## Directions for this task
Return every line of the listing below as a JSON array of strings, one string per line, with blank lines omitted.

## Records to use

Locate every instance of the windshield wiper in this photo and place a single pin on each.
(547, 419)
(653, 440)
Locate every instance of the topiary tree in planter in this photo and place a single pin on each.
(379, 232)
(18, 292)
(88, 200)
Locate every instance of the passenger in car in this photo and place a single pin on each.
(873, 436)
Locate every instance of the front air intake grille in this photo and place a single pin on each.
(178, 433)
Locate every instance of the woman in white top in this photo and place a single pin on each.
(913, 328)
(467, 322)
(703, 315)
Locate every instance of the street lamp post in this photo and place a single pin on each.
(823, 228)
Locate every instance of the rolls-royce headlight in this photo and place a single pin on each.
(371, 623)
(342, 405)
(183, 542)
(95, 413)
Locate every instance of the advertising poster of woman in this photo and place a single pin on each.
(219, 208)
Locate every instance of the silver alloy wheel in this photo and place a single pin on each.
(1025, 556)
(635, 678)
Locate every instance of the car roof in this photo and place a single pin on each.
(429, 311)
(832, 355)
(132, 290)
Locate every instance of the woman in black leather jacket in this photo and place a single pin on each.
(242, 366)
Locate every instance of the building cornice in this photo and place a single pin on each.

## Solved problem
[
  "Locate every instance of the windshield wiper in this photo and place a single pin on each.",
  "(547, 419)",
  "(653, 440)",
  "Locate every instance of the topiary tree in planter in this photo and place a single pin on each.",
  "(379, 232)",
  "(18, 292)",
  "(88, 200)",
  "Locate every instance of the passenger in car in this photo and place a single pin on each.",
  "(873, 436)",
  "Locate every instance of the front air intake grille in this photo and place a single pin on each.",
  "(178, 433)",
  "Locate every instance of the woman in white top in this photo and place a single pin on each.",
  "(913, 328)",
  "(467, 322)",
  "(703, 315)",
  "Locate every instance of the street lamp post in this photo and place a single pin on each.",
  "(823, 228)",
  "Locate every instance of the rolls-royce headlight in this photo and place a single pin on each.",
  "(371, 623)",
  "(342, 405)",
  "(183, 542)",
  "(95, 413)",
  "Locate every instance of the advertising poster of woman in this photo and place a single pin on each.",
  "(219, 208)",
  "Locate every instance of the silver alloy wheel in this photo and place a single pin on each.",
  "(1025, 556)",
  "(635, 678)",
  "Locate every instance of the car roof in this photo and place a single pin on each.",
  "(429, 311)",
  "(832, 355)",
  "(132, 290)",
  "Locate every instance of the woman in black leather jacket in this photo and place a single pin on each.",
  "(242, 366)",
  "Locate every instance of the building cornice in this photo and place a single pin on each."
]